■ Assignment: Lines in the listing under this task are to be copied exactly.
Information given START
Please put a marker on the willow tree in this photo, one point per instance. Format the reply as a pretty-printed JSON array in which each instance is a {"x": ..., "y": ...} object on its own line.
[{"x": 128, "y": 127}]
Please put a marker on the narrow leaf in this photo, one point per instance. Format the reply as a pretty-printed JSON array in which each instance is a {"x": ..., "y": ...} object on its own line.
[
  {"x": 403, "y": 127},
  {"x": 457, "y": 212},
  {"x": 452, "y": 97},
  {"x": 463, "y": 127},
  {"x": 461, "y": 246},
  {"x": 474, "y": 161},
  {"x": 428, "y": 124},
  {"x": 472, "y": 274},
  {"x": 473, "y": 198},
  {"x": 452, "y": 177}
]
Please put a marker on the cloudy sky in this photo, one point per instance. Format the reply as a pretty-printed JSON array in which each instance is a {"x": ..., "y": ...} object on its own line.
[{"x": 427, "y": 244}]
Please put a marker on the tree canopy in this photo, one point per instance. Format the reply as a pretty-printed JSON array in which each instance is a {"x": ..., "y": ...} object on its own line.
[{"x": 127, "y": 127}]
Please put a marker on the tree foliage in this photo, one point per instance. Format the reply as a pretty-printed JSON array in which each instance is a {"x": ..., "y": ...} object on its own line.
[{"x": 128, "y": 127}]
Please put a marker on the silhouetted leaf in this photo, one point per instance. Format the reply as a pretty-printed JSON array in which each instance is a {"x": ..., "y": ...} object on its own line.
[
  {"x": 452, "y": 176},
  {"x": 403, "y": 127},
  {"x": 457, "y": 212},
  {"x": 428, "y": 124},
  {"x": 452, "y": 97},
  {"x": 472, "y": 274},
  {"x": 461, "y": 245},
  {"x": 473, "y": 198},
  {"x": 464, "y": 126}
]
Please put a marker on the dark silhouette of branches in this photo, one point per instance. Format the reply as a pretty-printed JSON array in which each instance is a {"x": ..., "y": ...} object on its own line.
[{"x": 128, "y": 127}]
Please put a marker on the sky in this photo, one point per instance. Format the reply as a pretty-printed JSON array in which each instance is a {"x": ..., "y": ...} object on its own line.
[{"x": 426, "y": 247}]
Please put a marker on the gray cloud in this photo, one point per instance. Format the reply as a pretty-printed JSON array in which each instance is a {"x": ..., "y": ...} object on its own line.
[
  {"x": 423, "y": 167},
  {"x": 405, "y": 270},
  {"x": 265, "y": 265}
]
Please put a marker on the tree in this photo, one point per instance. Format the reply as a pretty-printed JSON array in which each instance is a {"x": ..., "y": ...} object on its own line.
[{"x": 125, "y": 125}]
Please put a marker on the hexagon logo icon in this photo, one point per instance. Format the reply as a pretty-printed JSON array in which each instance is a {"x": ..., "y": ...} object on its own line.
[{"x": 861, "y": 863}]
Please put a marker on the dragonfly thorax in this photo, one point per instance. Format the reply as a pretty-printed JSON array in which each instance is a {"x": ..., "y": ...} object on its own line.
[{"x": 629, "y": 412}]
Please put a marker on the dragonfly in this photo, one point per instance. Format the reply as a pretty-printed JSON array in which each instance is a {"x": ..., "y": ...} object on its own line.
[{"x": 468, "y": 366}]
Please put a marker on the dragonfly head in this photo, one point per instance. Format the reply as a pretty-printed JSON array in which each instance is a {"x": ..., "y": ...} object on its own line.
Information given END
■ Final answer:
Please put a marker on the willow tree in this photo, one point per instance. Format the reply as a pretty-printed JSON array in which each instance is a {"x": ..., "y": ...} object on its own line.
[{"x": 128, "y": 127}]
Please put a marker on the narrow leaf in this photo, one point per instance. Format the reply as a pretty-printed JSON array in which each instance is a {"x": ..., "y": ...} object on its own line.
[
  {"x": 403, "y": 127},
  {"x": 457, "y": 212},
  {"x": 452, "y": 97},
  {"x": 463, "y": 127},
  {"x": 461, "y": 246},
  {"x": 474, "y": 161},
  {"x": 428, "y": 124},
  {"x": 472, "y": 274},
  {"x": 473, "y": 198},
  {"x": 452, "y": 177}
]
Please put a marker on the cloudy sky in this photo, one point per instance. Format the reply as a pretty-printed JSON array in which each instance is a {"x": ..., "y": ...} object on its own line.
[{"x": 427, "y": 244}]
Please put a marker on the tree canopy in this photo, one point per instance. Format the reply as a pretty-printed JSON array in which each instance is a {"x": ..., "y": ...} object on its own line.
[{"x": 127, "y": 127}]
Please put a marker on the tree foliage in this photo, one point per instance. Format the reply as a pretty-printed JSON array in which each instance is a {"x": ..., "y": ...} object on its own line.
[{"x": 128, "y": 127}]
Please put a marker on the silhouetted leaf in this photo, one point per instance. Format the reply as a pretty-printed JSON array in which each instance is a {"x": ..., "y": ...} object on its own line.
[
  {"x": 452, "y": 176},
  {"x": 403, "y": 127},
  {"x": 457, "y": 212},
  {"x": 428, "y": 124},
  {"x": 452, "y": 97},
  {"x": 472, "y": 274},
  {"x": 461, "y": 245},
  {"x": 473, "y": 198},
  {"x": 464, "y": 126}
]
Please put a marker on the dark silhouette of branches in this photo, one point per instance. Format the reply as a pretty-printed JSON array in which each instance is a {"x": ..., "y": ...} object on its own line.
[{"x": 128, "y": 127}]
Please put a marker on the sky in this photo, one point per instance. Format the reply as a pretty-printed JSON array in which each instance is a {"x": ..., "y": ...} object on its own line.
[{"x": 426, "y": 247}]
Please put a marker on the gray cloud in this photo, one point per instance. Format the reply as a pretty-printed JSON array in which each instance is a {"x": ..., "y": ...} object on its own line.
[
  {"x": 423, "y": 167},
  {"x": 405, "y": 270},
  {"x": 265, "y": 265}
]
Please put a marker on the tree in this photo, one point per instance. Format the reply as a pretty-printed JSON array in which each instance is a {"x": ..., "y": ...} object on its own line.
[{"x": 125, "y": 125}]
Please put a marker on the hexagon logo icon in this photo, one point per instance. Format the reply as a pretty-printed JSON array in which each instance is a {"x": ..., "y": ...} object on its own line.
[{"x": 861, "y": 863}]
Please put a marker on the dragonfly thorax in this photo, one point per instance. Format the reply as a pretty-printed JSON array in which each instance is a {"x": ..., "y": ...} object on its own line.
[{"x": 629, "y": 412}]
Please put a marker on the dragonfly in this photo, one point per instance. Format the reply as a pretty-printed JSON array in which each instance is a {"x": ..., "y": ...} object on its own line.
[{"x": 468, "y": 366}]
Please put a marker on the dragonfly head in this photo, one point per instance. Format the reply as a pretty-printed JSON array in which each instance is a {"x": ..., "y": ...} object on its own line.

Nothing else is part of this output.